→ **Task to complete**:
Give these lines again with "pick planner" switched to "grasp planner" and everything else unchanged. Leave the pictures out.

● ● ● ● ●

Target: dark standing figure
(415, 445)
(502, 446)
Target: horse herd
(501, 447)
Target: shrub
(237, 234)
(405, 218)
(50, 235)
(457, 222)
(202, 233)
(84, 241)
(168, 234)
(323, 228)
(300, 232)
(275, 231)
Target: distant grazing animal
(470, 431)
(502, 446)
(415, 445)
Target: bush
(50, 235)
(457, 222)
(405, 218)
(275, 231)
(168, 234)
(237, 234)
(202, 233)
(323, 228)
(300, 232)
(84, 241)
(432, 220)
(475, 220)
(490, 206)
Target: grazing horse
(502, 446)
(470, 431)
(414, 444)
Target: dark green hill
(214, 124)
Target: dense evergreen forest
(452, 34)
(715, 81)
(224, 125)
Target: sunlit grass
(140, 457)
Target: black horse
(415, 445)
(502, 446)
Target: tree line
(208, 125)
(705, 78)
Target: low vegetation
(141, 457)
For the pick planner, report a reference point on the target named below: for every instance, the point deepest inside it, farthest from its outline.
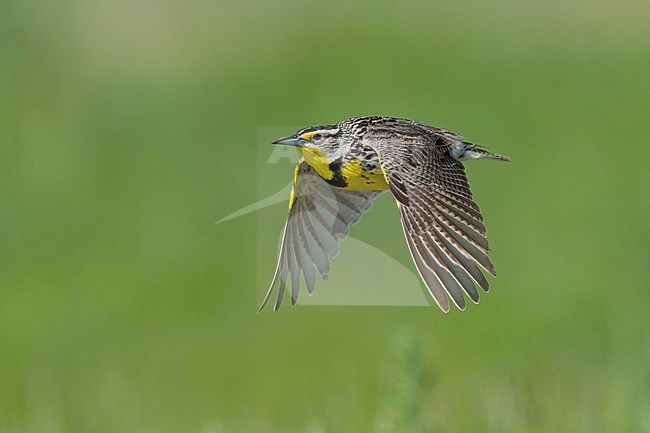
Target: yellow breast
(353, 172)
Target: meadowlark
(344, 167)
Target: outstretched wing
(442, 224)
(319, 218)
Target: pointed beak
(292, 140)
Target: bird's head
(322, 140)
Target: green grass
(127, 129)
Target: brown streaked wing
(442, 224)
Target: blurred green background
(127, 128)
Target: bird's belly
(358, 176)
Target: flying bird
(344, 167)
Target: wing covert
(442, 224)
(319, 218)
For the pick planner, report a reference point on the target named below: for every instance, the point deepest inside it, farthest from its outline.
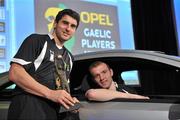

● ● ● ● ●

→ **Exercise solution**:
Target: dark standing figure
(415, 445)
(502, 446)
Target: horse herd
(501, 447)
Target: shrub
(237, 234)
(405, 218)
(50, 235)
(457, 222)
(202, 233)
(84, 241)
(168, 234)
(323, 228)
(300, 232)
(275, 231)
Target: distant grazing animal
(470, 431)
(502, 446)
(415, 445)
Target: bush
(50, 235)
(457, 222)
(405, 218)
(275, 231)
(168, 234)
(237, 234)
(202, 233)
(323, 228)
(300, 232)
(84, 241)
(432, 220)
(475, 220)
(490, 206)
Target: grazing horse
(502, 446)
(470, 431)
(414, 444)
Target: dark green hill
(214, 124)
Target: dense evergreen forest
(452, 34)
(715, 81)
(224, 125)
Target: sunlit grass
(140, 457)
Target: black horse
(415, 445)
(502, 446)
Target: tree line
(208, 125)
(705, 78)
Target: low vegetation
(141, 457)
For the grasp planner, report a reference point on the target named below: for every instance, the point deepest inside it, farthest from its outline.
Target: yellow breast
(353, 172)
Target: meadowlark
(344, 167)
Target: outstretched wing
(442, 224)
(319, 218)
Target: pointed beak
(292, 140)
Target: bird's head
(322, 140)
Target: green grass
(127, 129)
Target: brown streaked wing
(442, 224)
Target: blurred green background
(127, 128)
Target: bird's belly
(358, 176)
Target: flying bird
(344, 167)
Target: wing covert
(442, 224)
(319, 218)
For the grasp planner, report a reference point on the target named below: for every instance, the point deepest inside it, farthest from its outline.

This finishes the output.